● EXERCISE GOAL
Every line of the entries below that includes "above" belongs in the answer, copied as written.

● DATA
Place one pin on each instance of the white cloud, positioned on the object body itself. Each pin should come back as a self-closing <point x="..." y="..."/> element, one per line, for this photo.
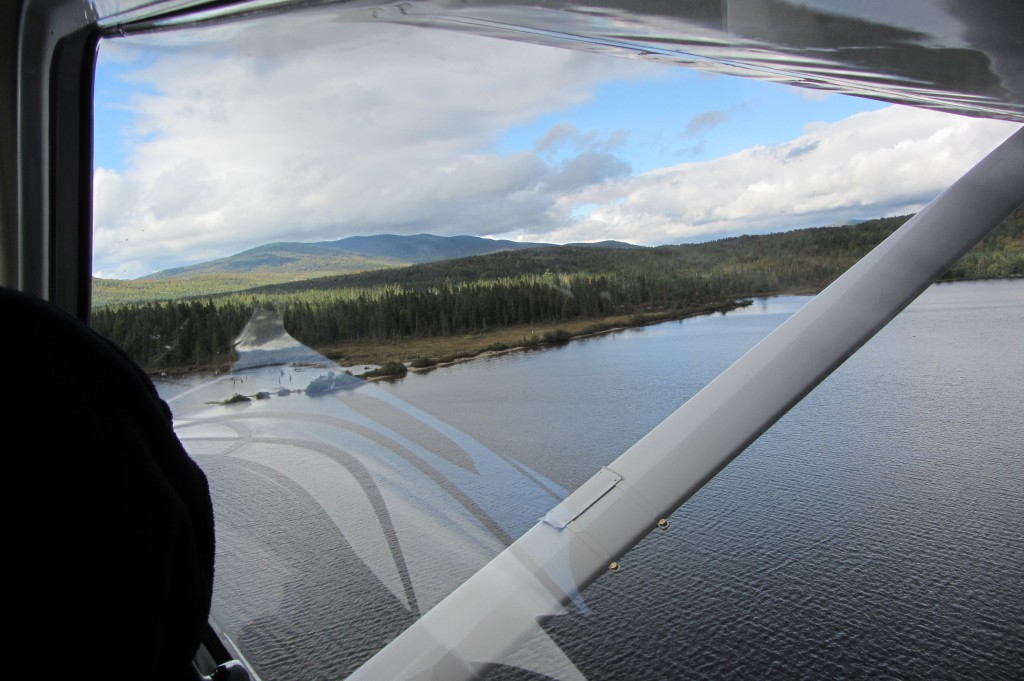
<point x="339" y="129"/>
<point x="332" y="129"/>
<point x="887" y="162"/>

...

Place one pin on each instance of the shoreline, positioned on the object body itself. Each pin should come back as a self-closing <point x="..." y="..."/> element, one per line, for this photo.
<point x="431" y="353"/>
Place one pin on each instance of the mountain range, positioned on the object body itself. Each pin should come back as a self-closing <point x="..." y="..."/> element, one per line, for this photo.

...

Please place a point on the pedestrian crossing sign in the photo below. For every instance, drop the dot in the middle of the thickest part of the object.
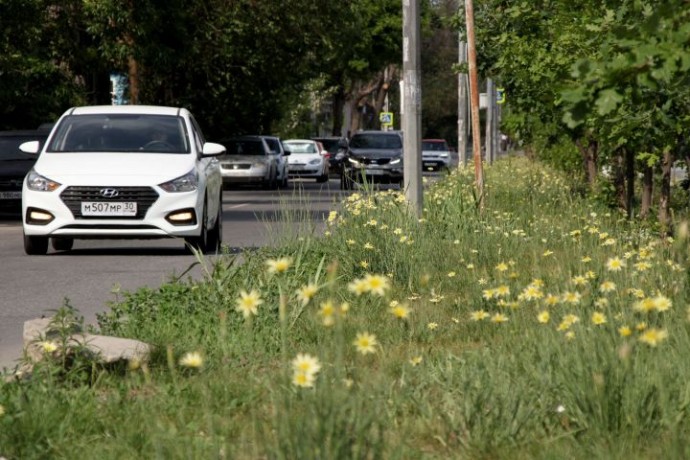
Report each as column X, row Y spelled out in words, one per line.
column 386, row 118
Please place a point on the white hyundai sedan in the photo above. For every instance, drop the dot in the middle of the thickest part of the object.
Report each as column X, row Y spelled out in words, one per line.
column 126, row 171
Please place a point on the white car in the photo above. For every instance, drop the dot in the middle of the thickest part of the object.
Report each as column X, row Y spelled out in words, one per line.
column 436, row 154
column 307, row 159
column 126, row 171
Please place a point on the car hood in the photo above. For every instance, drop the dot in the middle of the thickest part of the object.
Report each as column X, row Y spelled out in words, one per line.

● EXPECTED ANSWER
Please place a point on the white hyundai sedan in the photo above. For every instance, drop the dot in the middle of the thickest part of the object.
Please place a point on the white car in the photo above. For every instance, drop the dot in the middle of the thickest part of the object.
Please place a point on the car hood in the photo above. For every instance, drop the dot in the middle of the thickest part of the object.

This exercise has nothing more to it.